== Reading text

Other things you should know about awk:

  • The language remains well-known on UNIX and alikes, but for executing similar tasks, Perl is now more commonly used. However, awk has a much steeper learning curve (meaning that you learn a lot in a very short time). In other words, Perl is more difficult to learn.

  • Both Perl and awk share the reputation of being incomprehensible, even to the actual authors of the programs that use these languages. So document your code!


6.5. Exercises

These are some practical examples where awk can be useful.

  1. For the first exercise, your input is lines in the following form:

    Username:Firstname:Lastname:Telephone number

    Make an awk script that will convert such a line to an LDAP record in this format:

    
dn: uid=Username, dc=example, dc=com
    cn: Firstname Lastname
    sn: Lastname
    telephoneNumber: Telephone number
    

    Create a file containing a couple of test records and check.

====

▸ **Exercise task 1**
Transcribe the part of the awk passage between "Username:Firstname:Lastname:Telephone number" and "records and check.", inclusive.
▸ **Exercise task 2**
According to the awk passage, which language is now more commonly used for tasks similar to those done with awk?

== Record set

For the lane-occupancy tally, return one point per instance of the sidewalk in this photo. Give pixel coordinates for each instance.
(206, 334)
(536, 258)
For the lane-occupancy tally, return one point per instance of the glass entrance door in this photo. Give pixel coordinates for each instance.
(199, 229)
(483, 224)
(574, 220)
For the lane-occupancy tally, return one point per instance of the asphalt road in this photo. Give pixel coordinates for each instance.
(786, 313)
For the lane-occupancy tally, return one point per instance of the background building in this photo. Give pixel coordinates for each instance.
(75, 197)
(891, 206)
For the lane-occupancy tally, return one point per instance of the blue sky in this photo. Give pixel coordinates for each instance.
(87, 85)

====
== Record set

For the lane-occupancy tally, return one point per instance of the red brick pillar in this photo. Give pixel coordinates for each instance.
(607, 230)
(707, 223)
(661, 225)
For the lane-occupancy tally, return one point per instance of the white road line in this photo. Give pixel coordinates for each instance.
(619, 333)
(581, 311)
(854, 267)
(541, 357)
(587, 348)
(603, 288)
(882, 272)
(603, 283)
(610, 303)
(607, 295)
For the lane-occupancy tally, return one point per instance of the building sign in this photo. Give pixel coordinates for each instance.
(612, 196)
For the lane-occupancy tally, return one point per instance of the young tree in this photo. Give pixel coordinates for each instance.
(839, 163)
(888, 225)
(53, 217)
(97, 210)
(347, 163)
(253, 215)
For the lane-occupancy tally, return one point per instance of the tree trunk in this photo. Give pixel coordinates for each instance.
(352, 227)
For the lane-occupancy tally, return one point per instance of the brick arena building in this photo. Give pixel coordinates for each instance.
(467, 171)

====

▸ **Full answer 1**
Username:Firstname:Lastname:Telephone number

    Make an awk script that will convert such a line to an LDAP record in this format:

    
dn: uid=Username, dc=example, dc=com
    cn: Firstname Lastname
    sn: Lastname
    telephoneNumber: Telephone number
    

    Create a file containing a couple of test records and check.

▸ **Full answer 2**
Perl